Problem description:
Revise the report on Amritpal Singh's arrest, starting with "A Sikh religious" and going on through "in New Delhi.", so that every "shrine" reads "temple".

Passage shown:
**********

Amritpal Singh had been on the run since last month when he captured national attention in February, after hundreds of his supporters stormed a police station in Ajnala, a town in Punjab state, with wooden batons, swords and guns to demand the release of a jailed aide.
Punjab state police tweeted that Mr Singh had been arrested in Moga, a town in the state.
A Sikh religious leader, Jasbir Singh Rodde, said Mr Singh surrendered to police after offering morning prayers at a Sikh shrine in Moga.
Police officer Sukhchain Singh Gill said police had surrounded the local village on intelligence that Mr Singh was in the shrine.
Mr Gill said: “Relentless pressure built by the police over the past 35 days left Singh with no choice.”
He said the police did not enter the shrine, implying that Mr Singh had been taken into custody after he left.
Punjab suffered a bloody insurgency in the 1980s that led to the killing of India’s then-prime minister Indira Gandhi by her Sikh bodyguards at her official residence in New Delhi.
Her killing triggered bloody rioting by her Hindu supporters against Sikhs in northern India.
Tavleen Singh, a political commentator and former journalist who covered the Punjab insurgency in the 1980s, said: “The police took this man out, which is good because had they gone into a gurdwara [Sikh shrine], and started shooting you would have had a reaction from the general populace.”
Police declared Mr Singh, a 30-year-old preacher, a fugitive and accused him and his aides of creating discord in the state, spreading disharmony among people, attempted murder, attacking police personnel and obstructing public servants’ lawful discharge of duty.

**********

Entries supplied:
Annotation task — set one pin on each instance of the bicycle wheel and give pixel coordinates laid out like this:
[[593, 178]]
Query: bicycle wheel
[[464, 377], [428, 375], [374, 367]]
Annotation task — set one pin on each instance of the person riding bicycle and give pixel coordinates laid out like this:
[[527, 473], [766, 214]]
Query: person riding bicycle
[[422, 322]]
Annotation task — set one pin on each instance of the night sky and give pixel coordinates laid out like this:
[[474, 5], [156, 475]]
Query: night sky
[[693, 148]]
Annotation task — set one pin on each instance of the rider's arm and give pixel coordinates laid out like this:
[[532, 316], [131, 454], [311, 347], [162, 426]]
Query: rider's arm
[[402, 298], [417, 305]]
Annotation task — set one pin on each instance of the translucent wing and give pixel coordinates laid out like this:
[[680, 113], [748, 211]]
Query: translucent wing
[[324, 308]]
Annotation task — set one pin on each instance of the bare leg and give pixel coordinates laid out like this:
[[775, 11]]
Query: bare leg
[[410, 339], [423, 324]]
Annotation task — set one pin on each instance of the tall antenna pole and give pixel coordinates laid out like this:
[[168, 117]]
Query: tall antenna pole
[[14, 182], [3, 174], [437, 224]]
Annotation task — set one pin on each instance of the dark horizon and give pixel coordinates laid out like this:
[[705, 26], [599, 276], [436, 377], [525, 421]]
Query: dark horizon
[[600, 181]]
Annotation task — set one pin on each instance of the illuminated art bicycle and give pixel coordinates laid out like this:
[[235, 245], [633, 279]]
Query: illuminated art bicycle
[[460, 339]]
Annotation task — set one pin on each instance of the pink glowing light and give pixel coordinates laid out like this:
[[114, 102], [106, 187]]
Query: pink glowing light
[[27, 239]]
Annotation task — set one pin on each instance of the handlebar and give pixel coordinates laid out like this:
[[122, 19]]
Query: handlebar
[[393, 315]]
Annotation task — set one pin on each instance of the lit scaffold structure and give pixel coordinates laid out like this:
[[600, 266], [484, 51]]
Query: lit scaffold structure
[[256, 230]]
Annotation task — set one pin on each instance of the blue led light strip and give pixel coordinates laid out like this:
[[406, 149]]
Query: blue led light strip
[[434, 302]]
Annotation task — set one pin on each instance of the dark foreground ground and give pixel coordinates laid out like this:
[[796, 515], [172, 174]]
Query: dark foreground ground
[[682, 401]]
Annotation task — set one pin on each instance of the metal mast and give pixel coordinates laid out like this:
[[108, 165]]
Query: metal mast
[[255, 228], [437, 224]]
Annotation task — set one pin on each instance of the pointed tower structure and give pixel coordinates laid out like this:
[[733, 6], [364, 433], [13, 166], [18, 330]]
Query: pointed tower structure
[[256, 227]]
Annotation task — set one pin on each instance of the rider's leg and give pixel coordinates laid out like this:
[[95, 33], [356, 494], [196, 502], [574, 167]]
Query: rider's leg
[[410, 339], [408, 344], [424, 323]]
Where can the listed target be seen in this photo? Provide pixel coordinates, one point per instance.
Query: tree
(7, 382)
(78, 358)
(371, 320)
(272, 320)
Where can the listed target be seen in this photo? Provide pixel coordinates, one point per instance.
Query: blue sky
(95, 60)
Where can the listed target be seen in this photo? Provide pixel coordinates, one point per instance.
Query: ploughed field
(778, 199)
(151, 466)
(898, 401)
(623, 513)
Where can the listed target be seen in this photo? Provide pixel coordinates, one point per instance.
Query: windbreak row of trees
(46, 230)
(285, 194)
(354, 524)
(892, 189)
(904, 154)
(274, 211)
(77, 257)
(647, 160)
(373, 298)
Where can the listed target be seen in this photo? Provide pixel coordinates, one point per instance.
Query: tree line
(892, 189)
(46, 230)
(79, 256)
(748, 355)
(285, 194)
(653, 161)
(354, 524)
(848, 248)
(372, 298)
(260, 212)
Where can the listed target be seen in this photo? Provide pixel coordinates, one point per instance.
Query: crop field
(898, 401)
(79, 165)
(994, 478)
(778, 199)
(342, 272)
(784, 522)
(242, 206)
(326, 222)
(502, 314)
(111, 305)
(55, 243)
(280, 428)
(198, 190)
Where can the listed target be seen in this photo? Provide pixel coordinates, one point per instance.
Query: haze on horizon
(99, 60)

**********

Response to the exercise:
A Sikh religious leader, Jasbir Singh Rodde, said Mr Singh surrendered to police after offering morning prayers at a Sikh temple in Moga.
Police officer Sukhchain Singh Gill said police had surrounded the local village on intelligence that Mr Singh was in the temple.
Mr Gill said: “Relentless pressure built by the police over the past 35 days left Singh with no choice.”
He said the police did not enter the temple, implying that Mr Singh had been taken into custody after he left.
Punjab suffered a bloody insurgency in the 1980s that led to the killing of India’s then-prime minister Indira Gandhi by her Sikh bodyguards at her official residence in New Delhi.